Excerpted passage:
--- START ---

Although it’s a type of cannabis plant like marijuana, hemp does not produce the ”high” of THC. It’s often used in industrial products and also contains cannabidiol, or CBD; much more, in fact, than cannabis or marijuana. CBD is used in products that claim to relieve pain, ease stress, help you sleep, improve skin, and pump up mascara’s lash-thickening power. It is expected to become a $1 billion-a-year market by 2020.

Although CBD is legal in numerous states, the federal government considers it a Schedule I drug and therefore illegal to have. The Farm Bill proposes, among its many provisions, legalizing the CBD that comes from industrial hemp. Currently, growing industrial hemp is legal on a federal level only for research or under a state pilot program in states that have legalized it.

Jonathan Miller, general counsel for the U.S. Hemp Roundtable, an industry group, says the Farm Bill includes the Hemp Farming Act, sponsored by Senate Majority Leader Mitch McConnell (R-KY) and endorsed by 25 other senators, including Minority Leader Chuck Schumer (D-NY).

--- END ---

Data excerpts:
--- START ---

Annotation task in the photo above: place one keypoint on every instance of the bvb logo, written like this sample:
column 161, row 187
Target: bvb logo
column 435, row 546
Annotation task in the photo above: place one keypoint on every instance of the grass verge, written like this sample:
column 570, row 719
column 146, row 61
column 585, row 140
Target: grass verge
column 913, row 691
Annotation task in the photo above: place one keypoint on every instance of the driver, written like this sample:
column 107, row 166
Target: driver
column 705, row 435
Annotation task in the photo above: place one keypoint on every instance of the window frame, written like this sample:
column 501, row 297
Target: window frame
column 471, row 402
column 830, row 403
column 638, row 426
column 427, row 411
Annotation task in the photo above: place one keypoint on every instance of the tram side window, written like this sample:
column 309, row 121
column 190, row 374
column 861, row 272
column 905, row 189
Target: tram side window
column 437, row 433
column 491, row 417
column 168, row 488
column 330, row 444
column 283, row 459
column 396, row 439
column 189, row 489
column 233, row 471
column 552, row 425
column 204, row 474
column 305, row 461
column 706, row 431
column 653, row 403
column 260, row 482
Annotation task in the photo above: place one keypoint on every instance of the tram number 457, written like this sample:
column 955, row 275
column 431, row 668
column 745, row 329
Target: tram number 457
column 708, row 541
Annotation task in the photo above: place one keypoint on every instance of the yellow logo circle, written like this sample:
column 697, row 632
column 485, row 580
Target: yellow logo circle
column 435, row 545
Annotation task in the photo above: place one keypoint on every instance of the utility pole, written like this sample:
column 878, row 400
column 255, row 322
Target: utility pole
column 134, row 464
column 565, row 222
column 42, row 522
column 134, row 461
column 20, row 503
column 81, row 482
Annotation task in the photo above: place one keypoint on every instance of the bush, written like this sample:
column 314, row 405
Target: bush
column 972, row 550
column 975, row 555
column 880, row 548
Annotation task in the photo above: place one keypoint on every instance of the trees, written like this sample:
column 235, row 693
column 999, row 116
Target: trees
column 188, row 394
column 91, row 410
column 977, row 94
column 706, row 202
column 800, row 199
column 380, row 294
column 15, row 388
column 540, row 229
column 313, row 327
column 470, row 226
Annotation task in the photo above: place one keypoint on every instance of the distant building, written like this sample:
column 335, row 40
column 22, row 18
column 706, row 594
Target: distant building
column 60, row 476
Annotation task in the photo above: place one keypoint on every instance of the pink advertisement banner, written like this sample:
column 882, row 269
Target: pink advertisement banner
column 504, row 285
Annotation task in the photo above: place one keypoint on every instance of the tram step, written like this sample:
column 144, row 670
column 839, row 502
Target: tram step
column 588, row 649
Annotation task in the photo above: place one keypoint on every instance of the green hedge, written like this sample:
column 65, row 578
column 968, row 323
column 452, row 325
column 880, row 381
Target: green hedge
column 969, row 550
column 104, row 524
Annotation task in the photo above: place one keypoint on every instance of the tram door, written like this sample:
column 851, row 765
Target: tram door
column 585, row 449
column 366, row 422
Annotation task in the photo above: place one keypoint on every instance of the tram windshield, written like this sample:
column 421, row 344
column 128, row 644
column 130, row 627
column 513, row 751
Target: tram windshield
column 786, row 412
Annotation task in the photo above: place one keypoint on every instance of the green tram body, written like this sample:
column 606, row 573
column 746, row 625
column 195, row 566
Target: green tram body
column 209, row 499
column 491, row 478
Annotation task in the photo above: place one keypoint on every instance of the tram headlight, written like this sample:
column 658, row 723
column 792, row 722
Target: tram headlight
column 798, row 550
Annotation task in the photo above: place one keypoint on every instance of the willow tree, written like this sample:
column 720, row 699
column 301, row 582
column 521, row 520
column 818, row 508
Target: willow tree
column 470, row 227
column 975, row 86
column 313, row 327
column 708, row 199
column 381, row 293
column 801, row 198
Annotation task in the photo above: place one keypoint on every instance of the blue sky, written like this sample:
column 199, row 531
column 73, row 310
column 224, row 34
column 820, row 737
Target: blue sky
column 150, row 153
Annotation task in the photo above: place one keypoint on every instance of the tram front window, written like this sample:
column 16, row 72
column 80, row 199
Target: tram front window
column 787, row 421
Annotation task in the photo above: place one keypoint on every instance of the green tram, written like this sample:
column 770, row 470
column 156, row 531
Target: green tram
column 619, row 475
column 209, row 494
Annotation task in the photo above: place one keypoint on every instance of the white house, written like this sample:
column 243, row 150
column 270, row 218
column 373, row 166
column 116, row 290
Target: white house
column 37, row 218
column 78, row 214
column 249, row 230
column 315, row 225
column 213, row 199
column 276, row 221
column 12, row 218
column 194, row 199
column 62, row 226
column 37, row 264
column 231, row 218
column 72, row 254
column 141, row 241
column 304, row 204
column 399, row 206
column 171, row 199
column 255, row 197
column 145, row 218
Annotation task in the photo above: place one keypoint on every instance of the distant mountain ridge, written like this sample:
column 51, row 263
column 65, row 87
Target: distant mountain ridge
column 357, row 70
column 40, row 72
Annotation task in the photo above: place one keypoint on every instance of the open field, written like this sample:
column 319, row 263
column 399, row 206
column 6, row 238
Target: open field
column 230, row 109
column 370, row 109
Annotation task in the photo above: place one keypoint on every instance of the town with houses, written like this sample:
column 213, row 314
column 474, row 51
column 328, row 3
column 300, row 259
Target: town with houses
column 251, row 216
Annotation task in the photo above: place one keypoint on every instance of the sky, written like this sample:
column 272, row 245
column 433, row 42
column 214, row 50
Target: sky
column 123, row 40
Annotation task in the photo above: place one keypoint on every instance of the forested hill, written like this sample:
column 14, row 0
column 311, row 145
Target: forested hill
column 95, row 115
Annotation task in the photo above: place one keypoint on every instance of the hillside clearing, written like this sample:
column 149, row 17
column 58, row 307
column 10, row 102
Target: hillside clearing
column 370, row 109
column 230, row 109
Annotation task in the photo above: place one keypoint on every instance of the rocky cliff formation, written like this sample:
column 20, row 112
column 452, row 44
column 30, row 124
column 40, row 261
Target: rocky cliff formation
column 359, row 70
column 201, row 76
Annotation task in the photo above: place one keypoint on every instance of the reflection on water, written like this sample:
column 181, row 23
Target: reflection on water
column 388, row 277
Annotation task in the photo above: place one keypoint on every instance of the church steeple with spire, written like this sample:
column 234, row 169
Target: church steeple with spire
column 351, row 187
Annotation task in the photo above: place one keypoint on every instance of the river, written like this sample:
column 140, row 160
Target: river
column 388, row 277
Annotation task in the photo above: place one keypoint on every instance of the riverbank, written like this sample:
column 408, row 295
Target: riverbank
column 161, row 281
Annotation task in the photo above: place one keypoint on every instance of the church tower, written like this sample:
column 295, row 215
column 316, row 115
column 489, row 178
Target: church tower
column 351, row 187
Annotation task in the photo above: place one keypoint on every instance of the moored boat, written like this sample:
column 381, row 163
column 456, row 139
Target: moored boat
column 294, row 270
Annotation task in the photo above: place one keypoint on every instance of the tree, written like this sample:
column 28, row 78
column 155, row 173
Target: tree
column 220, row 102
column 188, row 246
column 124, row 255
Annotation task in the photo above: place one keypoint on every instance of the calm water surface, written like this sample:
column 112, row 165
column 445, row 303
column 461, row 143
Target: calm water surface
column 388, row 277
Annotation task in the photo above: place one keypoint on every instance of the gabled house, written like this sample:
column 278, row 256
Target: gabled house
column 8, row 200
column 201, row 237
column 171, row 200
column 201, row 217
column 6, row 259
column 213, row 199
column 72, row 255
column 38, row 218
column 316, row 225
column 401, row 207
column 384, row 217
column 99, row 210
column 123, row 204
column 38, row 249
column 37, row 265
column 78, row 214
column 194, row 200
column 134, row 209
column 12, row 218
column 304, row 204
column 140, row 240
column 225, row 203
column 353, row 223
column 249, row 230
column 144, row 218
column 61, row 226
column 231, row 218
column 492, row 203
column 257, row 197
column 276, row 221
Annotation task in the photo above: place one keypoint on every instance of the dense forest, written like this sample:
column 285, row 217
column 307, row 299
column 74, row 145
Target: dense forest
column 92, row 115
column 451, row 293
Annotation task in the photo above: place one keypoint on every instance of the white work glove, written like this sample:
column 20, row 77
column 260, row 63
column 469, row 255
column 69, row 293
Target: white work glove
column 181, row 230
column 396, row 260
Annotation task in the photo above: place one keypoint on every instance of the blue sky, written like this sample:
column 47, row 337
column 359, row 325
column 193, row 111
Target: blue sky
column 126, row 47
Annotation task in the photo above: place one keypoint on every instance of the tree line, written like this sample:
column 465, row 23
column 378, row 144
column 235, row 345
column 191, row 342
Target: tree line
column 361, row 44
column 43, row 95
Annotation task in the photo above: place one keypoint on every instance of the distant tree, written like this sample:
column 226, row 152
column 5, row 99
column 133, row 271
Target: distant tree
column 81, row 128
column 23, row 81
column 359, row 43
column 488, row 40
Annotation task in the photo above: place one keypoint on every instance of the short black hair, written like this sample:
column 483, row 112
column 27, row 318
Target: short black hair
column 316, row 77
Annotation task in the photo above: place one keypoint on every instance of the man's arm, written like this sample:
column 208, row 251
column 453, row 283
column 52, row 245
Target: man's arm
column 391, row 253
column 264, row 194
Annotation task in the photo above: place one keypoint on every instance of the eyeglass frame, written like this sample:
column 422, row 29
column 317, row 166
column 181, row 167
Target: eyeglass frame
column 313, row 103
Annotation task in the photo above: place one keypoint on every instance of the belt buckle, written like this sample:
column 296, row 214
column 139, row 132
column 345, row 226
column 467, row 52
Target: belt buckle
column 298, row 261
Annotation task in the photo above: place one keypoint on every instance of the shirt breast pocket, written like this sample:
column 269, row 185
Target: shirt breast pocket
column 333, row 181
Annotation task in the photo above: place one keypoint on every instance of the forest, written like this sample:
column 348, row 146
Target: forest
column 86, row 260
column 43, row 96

--- END ---

What to work on:
(A) In the hemp passage, what market size is CBD expected to reach by 2020?
(B) Please reproduce the hemp passage starting at the words "Jonathan Miller, general" and stopping after "Chuck Schumer (D-NY).".

Outputs in order:
(A) A $1 billion-a-year market.

(B)
Jonathan Miller, general counsel for the U.S. Hemp Roundtable, an industry group, says the Farm Bill includes the Hemp Farming Act, sponsored by Senate Majority Leader Mitch McConnell (R-KY) and endorsed by 25 other senators, including Minority Leader Chuck Schumer (D-NY).